PASSAGE TO READ -
>> start

Amended on Sat 11 Jul 2015 09:45 PM (UTC) by Nick Gammon

Message
Example of timing an interval without interrupts


Sometimes you need to time things when interrupts are off (eg. because you are driving Neopixels, which turn off interrupts because of hardware timing requirements.)

The code below uses Timer 1 to time an interval up to 8.388 seconds. It users a prescaler of 1024, which means each "count" of timer 1 is 1/16e6 * 1024 of a second (0.000064 seconds, or 64 µS). Since it can count up to 65536 we can time 0.000064 * 65536 = 4.194304 seconds. Then the timer overflows, but we can test the "overflow flag" and know the overflow occurred. That lets us time up to 8.388608 seconds before we miss the fact that there was a second overflow.


void startTimer1 ()

>> end

EXERCISE REQUIREMENTS -
A. From the note on timing an interval without interrupts, list each figure that is written as a decimal number directly followed by the word "seconds," once each and in order of appearance.
B. Carry the note on timing an interval without interrupts forward from its last line, "void startTimer1 ()".
None of the material is needed here.

PROVIDED DATA -
>> start

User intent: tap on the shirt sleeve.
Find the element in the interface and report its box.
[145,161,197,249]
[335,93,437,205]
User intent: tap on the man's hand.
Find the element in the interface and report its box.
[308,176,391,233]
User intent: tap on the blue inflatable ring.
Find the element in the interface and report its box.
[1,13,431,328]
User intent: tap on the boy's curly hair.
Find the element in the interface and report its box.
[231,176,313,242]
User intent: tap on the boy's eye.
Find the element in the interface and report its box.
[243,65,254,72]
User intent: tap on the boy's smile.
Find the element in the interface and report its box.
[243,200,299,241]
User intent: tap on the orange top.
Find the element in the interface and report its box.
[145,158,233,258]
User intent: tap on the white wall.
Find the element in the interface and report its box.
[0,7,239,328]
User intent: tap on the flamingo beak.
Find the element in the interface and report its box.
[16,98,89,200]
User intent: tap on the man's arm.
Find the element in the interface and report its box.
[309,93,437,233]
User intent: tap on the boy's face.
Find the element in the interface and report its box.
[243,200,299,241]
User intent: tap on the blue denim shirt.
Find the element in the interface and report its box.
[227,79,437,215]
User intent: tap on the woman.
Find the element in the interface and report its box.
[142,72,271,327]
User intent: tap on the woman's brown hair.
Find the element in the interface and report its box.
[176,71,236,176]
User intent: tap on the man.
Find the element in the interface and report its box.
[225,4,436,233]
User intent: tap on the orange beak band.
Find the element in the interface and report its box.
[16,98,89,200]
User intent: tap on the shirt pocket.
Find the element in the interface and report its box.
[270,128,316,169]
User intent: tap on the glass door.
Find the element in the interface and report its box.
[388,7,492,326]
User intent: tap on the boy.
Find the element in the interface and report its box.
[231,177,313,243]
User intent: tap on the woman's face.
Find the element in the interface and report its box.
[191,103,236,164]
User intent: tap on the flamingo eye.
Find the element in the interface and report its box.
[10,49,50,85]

>> end

ANSWERS FOR THE EXERCISE -
A. 8.388 seconds, 0.000064 seconds, 4.194304 seconds, 8.388608 seconds

B.
  {
  // reset Timer 1
  TCCR1A = 0;
  TCCR1B = 0;
  // zero it
  TCNT1 = 0; 
  TIFR1 |= bit (TOV1);  // clear overflow flag
  // start Timer 1
  TCCR1B =  bit (CS10) | bit (CS12);  //  prescaler of 1024
  }  // end of startTimer1
 
unsigned long getTimer1Reading ()
  {
  unsigned long elapsed = TCNT1;
  if (TIFR1 &  bit (TOV1))
     elapsed += 65536;
  return elapsed;   
  }  // end of getTimer1Reading
 
void setup ()
  {
  Serial.begin (115200);
  Serial.println ();

  }  // end of setup

void loop ()
  {
  Serial.println ("Starting ...");
  Serial.flush ();

  startTimer1 ();
 
  delay (7560);
  float secs = (1.0 / F_CPU * 1024) * getTimer1Reading ();

  Serial.print ("Time taken = ");
  Serial.print (secs);
  Serial.println (" seconds.");

  }  // end of loop


Instead of the delay(7560) in the test, you could have in that place something which turns off interrupts, does something lengthy, and turns them back on again.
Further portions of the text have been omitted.